··· Record excerpts ···

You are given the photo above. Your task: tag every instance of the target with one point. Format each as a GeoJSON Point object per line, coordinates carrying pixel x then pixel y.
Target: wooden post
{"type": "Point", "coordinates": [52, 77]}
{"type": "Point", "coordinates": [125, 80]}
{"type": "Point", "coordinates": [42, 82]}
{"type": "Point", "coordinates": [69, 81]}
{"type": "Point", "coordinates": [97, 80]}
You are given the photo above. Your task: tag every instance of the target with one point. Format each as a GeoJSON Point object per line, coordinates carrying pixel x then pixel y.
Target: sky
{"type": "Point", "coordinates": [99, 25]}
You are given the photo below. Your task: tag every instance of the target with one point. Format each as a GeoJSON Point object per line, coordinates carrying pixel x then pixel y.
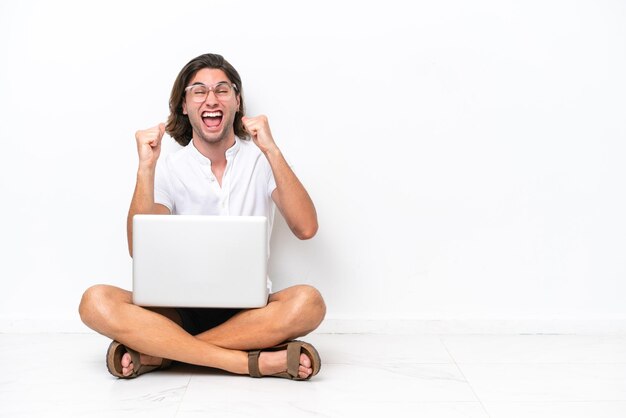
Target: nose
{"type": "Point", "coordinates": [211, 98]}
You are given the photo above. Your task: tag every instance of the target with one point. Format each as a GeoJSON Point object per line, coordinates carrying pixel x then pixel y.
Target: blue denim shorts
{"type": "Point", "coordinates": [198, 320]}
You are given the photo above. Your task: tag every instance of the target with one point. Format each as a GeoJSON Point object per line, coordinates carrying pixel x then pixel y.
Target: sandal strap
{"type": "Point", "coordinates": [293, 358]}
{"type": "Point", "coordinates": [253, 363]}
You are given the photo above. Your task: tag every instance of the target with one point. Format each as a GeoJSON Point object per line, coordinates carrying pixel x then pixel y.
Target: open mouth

···

Exercise description: Can you rewrite all the items above with "tag" swapped for "mark" and everything else unchanged, leaving out the pictures?

Result of this exercise:
You are given the photo above. Your task: mark every instance of the target with one point. Format each as a GeoJSON Point object per line, coordinates carrying pixel x then pixel y.
Target: wooden post
{"type": "Point", "coordinates": [52, 77]}
{"type": "Point", "coordinates": [125, 80]}
{"type": "Point", "coordinates": [42, 82]}
{"type": "Point", "coordinates": [69, 81]}
{"type": "Point", "coordinates": [97, 80]}
You are given the photo above. Your task: mark every instance of the target with one point. Format each as a GeoJSON Point object per line, coordinates carrying pixel x then pixel y.
Target: sky
{"type": "Point", "coordinates": [99, 25]}
You are given the photo below. Your task: mark every instance of the target with one point. Format each as a GeoJSON Point object per line, coordinates carrying pixel x then pixel y.
Target: nose
{"type": "Point", "coordinates": [211, 98]}
You are given the photo above. Your task: mark every instance of the target with one point. Format each as a GeoJSON Point object per line, coordinates carrying pixel x then pixel y.
Target: blue denim shorts
{"type": "Point", "coordinates": [198, 320]}
You are given the photo above. Your task: mark every instance of the target with one point. Format each as a GeoJSON Point object per line, coordinates carrying pixel x then pixel y.
Target: sandal strap
{"type": "Point", "coordinates": [293, 358]}
{"type": "Point", "coordinates": [253, 363]}
You are given the photo above. Your task: mark every instance of the target with one point. Format each as a GeoJSON Point object per line, coordinates carrying pixel x then pixel y.
Target: open mouth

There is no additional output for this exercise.